▶ [Data listing]:
-- start --

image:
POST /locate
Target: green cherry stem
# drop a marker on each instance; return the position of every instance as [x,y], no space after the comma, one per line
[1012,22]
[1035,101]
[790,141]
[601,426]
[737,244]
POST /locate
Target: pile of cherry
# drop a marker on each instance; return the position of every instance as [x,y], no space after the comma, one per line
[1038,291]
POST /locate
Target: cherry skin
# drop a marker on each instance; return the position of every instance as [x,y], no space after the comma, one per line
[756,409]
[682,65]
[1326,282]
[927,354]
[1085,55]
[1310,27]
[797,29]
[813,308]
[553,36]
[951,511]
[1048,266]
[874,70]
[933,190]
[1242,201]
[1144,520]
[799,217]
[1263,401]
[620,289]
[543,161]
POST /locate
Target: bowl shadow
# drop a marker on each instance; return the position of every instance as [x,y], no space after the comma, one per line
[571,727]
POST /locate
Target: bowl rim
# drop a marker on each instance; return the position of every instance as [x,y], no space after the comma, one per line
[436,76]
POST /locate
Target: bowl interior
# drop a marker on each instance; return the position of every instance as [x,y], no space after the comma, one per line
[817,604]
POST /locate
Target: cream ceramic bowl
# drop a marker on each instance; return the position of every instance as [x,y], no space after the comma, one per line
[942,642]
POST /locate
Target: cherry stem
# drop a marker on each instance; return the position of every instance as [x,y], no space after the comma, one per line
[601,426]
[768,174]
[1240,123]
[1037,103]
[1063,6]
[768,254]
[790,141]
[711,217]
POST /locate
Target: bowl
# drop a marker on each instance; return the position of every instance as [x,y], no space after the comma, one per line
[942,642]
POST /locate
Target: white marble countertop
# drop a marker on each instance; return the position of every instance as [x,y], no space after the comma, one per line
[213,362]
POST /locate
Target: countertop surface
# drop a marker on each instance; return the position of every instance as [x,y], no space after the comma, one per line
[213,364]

-- end --

▶ [Short task]: Reproduce the whole listing word for word.

▶ [Worked answer]:
image:
POST /locate
Target: green cherry stem
# drop a marker on each instance; return the position of every instance as [x,y], no space after the comma, one per line
[1012,22]
[1035,101]
[790,141]
[601,426]
[737,244]
POST /locate
Target: pile of cherry
# drop a marker on each instance; return the position of every instance as [x,y], no space after the comma, one per line
[1038,291]
POST /locate
Target: cherry skin
# drop a marker on each instance; return the position of every instance as [x,y], no space after the comma, one per line
[756,409]
[682,65]
[1326,282]
[927,354]
[1085,55]
[1310,27]
[797,29]
[813,308]
[553,36]
[951,511]
[1048,266]
[874,70]
[933,190]
[1242,201]
[1144,520]
[799,217]
[1263,401]
[620,289]
[543,161]
POST /locate
Target: bowl shadow
# drop a marker on each instance; return the position of every instance as [x,y], no space after the comma, one per line
[571,727]
POST /locate
Target: bowl rim
# drop a marker on each instance; return the position of every instance as [x,y], no space after the comma, one per line
[436,76]
POST /locate
Target: bowl interior
# drop a marker on each instance; return the position of every instance as [x,y], no space after the comma, one per line
[817,604]
POST /locate
Target: cream ceramic bowl
# drop a marker on each instance; return the position of every instance as [x,y], no space after the comma, one per line
[942,642]
POST /locate
Target: cherry stem
# drop a marker on each instance; return the position of every instance as [x,y], no space after the comma, one per line
[601,426]
[768,174]
[1240,123]
[1037,103]
[1063,6]
[768,254]
[790,141]
[711,217]
POST /locate
Target: bowl
# drop a marker on each instance; return the position of every instance as [x,y], no space after the comma, one per line
[942,642]
POST /locate
Target: white marble countertop
# drop a marker on each instance; return the position of every instance as [x,y], no space after the comma, one per line
[213,362]
POST /locate
Target: countertop surface
# drop a marker on each instance; return the position of every instance as [x,y], no space after the comma, one per line
[213,364]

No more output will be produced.